### [Goal]
Rewrite the material below, changing every "white wall tile" to "ceramic wall tile" and leaving everything else as it is.

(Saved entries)
########
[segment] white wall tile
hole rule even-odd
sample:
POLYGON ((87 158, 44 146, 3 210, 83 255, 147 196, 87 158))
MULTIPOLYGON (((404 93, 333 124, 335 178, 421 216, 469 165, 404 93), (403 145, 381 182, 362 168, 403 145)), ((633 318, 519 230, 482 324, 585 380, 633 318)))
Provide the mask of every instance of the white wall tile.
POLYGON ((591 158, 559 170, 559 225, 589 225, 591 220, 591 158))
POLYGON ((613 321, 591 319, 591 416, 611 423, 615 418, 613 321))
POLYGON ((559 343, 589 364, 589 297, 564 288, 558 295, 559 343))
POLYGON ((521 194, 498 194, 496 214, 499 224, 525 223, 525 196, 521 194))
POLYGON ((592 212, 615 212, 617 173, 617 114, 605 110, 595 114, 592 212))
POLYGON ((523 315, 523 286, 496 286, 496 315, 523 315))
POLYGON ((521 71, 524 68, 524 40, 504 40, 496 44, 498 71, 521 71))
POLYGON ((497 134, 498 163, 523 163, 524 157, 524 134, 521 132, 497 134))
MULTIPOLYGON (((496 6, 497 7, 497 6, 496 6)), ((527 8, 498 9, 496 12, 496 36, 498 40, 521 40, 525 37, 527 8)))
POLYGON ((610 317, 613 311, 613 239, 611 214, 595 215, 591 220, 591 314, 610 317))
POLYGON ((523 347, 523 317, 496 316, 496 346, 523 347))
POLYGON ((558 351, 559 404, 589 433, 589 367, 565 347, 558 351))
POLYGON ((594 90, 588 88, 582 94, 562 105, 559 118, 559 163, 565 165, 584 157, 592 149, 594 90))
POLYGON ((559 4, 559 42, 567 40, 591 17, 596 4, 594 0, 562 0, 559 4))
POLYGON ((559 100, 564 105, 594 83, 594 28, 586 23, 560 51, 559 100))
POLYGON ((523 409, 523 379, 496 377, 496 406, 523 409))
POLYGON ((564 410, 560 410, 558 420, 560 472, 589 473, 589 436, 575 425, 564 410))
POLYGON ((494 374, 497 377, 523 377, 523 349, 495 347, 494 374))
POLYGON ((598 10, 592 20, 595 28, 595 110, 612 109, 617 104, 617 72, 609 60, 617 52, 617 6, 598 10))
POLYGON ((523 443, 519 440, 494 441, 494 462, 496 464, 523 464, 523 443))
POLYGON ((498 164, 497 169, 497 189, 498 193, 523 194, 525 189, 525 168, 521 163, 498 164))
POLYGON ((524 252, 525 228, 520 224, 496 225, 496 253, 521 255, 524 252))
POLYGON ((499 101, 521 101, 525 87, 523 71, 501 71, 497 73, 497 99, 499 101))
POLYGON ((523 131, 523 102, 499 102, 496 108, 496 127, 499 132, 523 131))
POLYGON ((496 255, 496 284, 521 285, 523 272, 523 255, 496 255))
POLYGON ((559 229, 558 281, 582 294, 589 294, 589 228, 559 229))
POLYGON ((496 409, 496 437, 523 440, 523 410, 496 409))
########
### [Exercise output]
[segment] ceramic wall tile
hole rule even-odd
sample:
POLYGON ((87 158, 44 146, 3 210, 83 255, 147 196, 87 158))
MULTIPOLYGON (((404 93, 333 124, 335 178, 421 216, 469 165, 404 93), (403 145, 381 182, 362 168, 403 145)), ((633 318, 519 230, 482 324, 585 380, 633 318)))
Provide the mask of every instance of the ceramic wall tile.
POLYGON ((591 158, 559 170, 559 225, 589 225, 591 220, 591 158))
POLYGON ((613 321, 591 319, 591 416, 611 423, 615 418, 613 321))
POLYGON ((559 343, 589 364, 589 297, 564 288, 558 295, 559 343))
POLYGON ((521 194, 498 194, 496 214, 499 224, 525 223, 525 196, 521 194))
POLYGON ((592 212, 615 212, 617 173, 617 114, 605 110, 595 114, 592 212))
POLYGON ((523 315, 523 286, 496 286, 496 315, 523 315))
POLYGON ((521 71, 524 68, 524 40, 504 40, 496 44, 498 71, 521 71))
POLYGON ((497 134, 498 163, 523 163, 524 157, 524 134, 521 132, 497 134))
MULTIPOLYGON (((496 6, 497 7, 497 6, 496 6)), ((527 8, 498 9, 496 12, 496 36, 498 40, 521 40, 525 37, 527 8)))
POLYGON ((610 317, 613 311, 613 239, 611 214, 595 215, 591 220, 591 314, 610 317))
POLYGON ((523 347, 523 317, 496 316, 496 346, 523 347))
POLYGON ((558 351, 559 404, 589 433, 589 367, 565 347, 558 351))
POLYGON ((594 90, 588 88, 582 94, 562 105, 559 118, 559 163, 565 165, 584 157, 592 149, 594 90))
POLYGON ((559 4, 559 42, 567 40, 591 17, 596 4, 594 0, 562 0, 559 4))
POLYGON ((559 100, 564 105, 594 83, 594 28, 586 23, 560 51, 559 100))
POLYGON ((523 409, 523 379, 496 377, 496 406, 523 409))
POLYGON ((564 410, 560 410, 558 420, 560 472, 589 473, 589 436, 575 425, 564 410))
POLYGON ((494 374, 497 377, 523 377, 523 349, 495 347, 494 374))
POLYGON ((598 10, 592 20, 595 28, 595 110, 612 109, 617 104, 617 72, 609 60, 617 52, 617 6, 598 10))
POLYGON ((523 443, 519 440, 494 441, 494 462, 496 464, 523 464, 523 443))
POLYGON ((498 164, 497 169, 497 189, 498 193, 523 194, 525 189, 525 168, 521 163, 498 164))
POLYGON ((524 252, 525 228, 520 224, 496 225, 496 253, 521 255, 524 252))
POLYGON ((499 101, 521 101, 525 87, 523 71, 501 71, 497 73, 497 99, 499 101))
POLYGON ((523 131, 523 102, 499 102, 496 108, 496 127, 499 132, 523 131))
POLYGON ((496 255, 496 284, 521 285, 523 272, 523 255, 496 255))
POLYGON ((559 229, 558 281, 582 294, 589 294, 589 228, 559 229))
POLYGON ((496 409, 496 437, 523 440, 523 410, 496 409))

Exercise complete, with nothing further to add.